*Metin Bölümü*
# # # #

Senin dediğin şeye gelince, şimdi bir fikir 100-150 kişiyi bulunca bölünüyormuş. Şimdi eğer bir fikir bölünüyorsa o toplumda yer tuttuğu anlamına geliyor, sosyolojik olarak. “Müslüman sol” fikriyat diyebileceğimiz şu an sadece İstanbul’da 10’a yakın grup var herhalde irili ufaklı. Bunlar kendilerine sorduğun zaman biz soldan bakıyoruz dünyaya ama aynı zamanda Müslümanız diyorlar. Ama aynı teşkilat ve grup içerisinde değiller. Belki tek eksikleri örgütlü, birleşik değil, dağınık olmaları. Ve bunu da normal görüyorum. Bir fikir yayılma aşamasında böyle olmalı, herkes kendi meşrebine göre mecra buluyor. Burada iki şey önemli. Birincisi, tırnak içinde yine bu kavramı geçici olarak kullanalım “Müslüman sol” fikriyata sahip bir taban, gerek sol gruplar içerisinde gerekse dini gruplar içerisinde zaten biz ortaya çıkmadan önce de varmış, bunu gördük. İkincisi, bunlar gruplara ayrılarak irili ufaklı guruplar halinde, ileride nasıl birleşir nasıl daha örgütlü bir koordinasyon oluşturur üzerinde çalışmak gerekir. Türkiye’nin geleceğinde bu fikrin tekrar tekrar tartışılacağını düşünüyorum. Antikapitalist Müslüman düşüncenin entelektüel derinleşmesi, toplumsal bir harekete dönüşmesi tek başına benim yapabileceğim bir iş değil. Bir çok kişinin ele ele vermesi gerekiyor. Sabırla, zamana yayarak devam edilmesi, bırakılmaması gerekiyor. İslami çevrelerin bu haliyle gidebileceği pek bir yer yok, solun da o haliyle gidebileceği pek bir yer yok.
Bu halinden kastın ne?
Dinden uzak.
Ama az önce TKP hariç diğer sol grupların dine karşı ön yargılı olmadığını söylemiştin.
O bile yeterli değil. Ama TKP dine en ilgi göstermeyen.
Karşıtlar yani. Aynı zamanda seni eleştiriyorlar da.

# # # #

*Verilen Malzeme*
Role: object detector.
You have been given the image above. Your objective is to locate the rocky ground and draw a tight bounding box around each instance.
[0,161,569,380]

# # # #

*Yapılacak İşler*
A - Müslüman sol üzerine yapılan konuşmada “Dinden uzak.” sözlerinden başlayıp “seni eleştiriyorlar da.” sözleri de dahil olmak üzere o kısmı kelimesi kelimesine yazın.
B - Müslüman sol üzerine yapılan konuşmanın devamını getirin.
Bu malzemeyi kullanmanız gerekmiyor.

*Verilen Cevaplar*
A -
Dinden uzak.
Ama az önce TKP hariç diğer sol grupların dine karşı ön yargılı olmadığını söylemiştin.
O bile yeterli değil. Ama TKP dine en ilgi göstermeyen.
Karşıtlar yani. Aynı zamanda seni eleştiriyorlar da.

B -
Tabii, eleştiriyorlar da. Bir onlar gelmedi. Çünkü onlar dine ait ne varsa ötekileştirme peşindeler. Şimdi şöyle Türkiye’deki genel durumu söylüyorum bir tarafta dini bir tarafta seküler dünya var. Şimdi bu ikisi nerede yaklaşıyorsa orada gelişme oluyor. AK Parti dini çevrelerden çıkıyor, gömlek çıkardım diyor ve bir hareket oluyor orda. Şimdi İmamoğlu çıkıyor Eyüp Sultan’a gidiyor duayla makam açıyor. Ya bu bildiğimiz CHP’li değil, dini kesime el uzatıyor, bakıyorsun orada bir gelişme, parlama oluyor. Aynı şey Mansur Yavaş’ta da var, kendisi daha dindar milliyetçi bir kesimden geliyor ama şu an CHP’li. Türkiye tek bir gruptan gittin mi, ona prim vermiyor. Mesela Saadet Partisi orada öylecğ duruyor. Halbuki onun da, bir zamanlar AKP’nin, şu an CHP’nin yaptığı şeyi yapması, yani ötekine doğru açılması gerekiyor. Ben de buradan anlıyorum ki aynı şey İslamcı gruplarla sol gruplar için de geçerli. İslami çizgiden sola, soldan İslami çizgiye bir hareket olduğunda bir şeyler oluyor. Karşılaşma, yakınlaşmalardan yenilikler doğar.
Peki, halkın yüzde 70’i ritüellere gevşek, mezhebi geniş, daha işin özüne dönükse, dini cemaatlerin tecessüm etmiş hali olan AKP nasıl oluyor da iktidar oluyor?
AKP’ye oy verenlerin büyük çoğunluğu AKP’yi ve Erdoğan’ı bizim gibi görmüyor. Bana diyorlar ki “ya sen nasıl Gezi’ye gidiyorsun? Senin Erdoğan’ın yanında olman lazım. Çünkü en büyük anti kapitalist Erdoğan” diyorlar. Çünkü onların çoğu benim anlattığım çoğu şeyin hatta Halk İslamının Erdoğan’da tecessüm ettiğini zannediyor.
Peki İslamcılığın çıktığı noktaya baktığımızda Osmanlı’daki ve dünyadaki İslamcılık, ama öte yandan Türkiye İslamcılığı sisteme entegre oldu aslında. Sence İslamcılık nasıl bu noktaya geldi?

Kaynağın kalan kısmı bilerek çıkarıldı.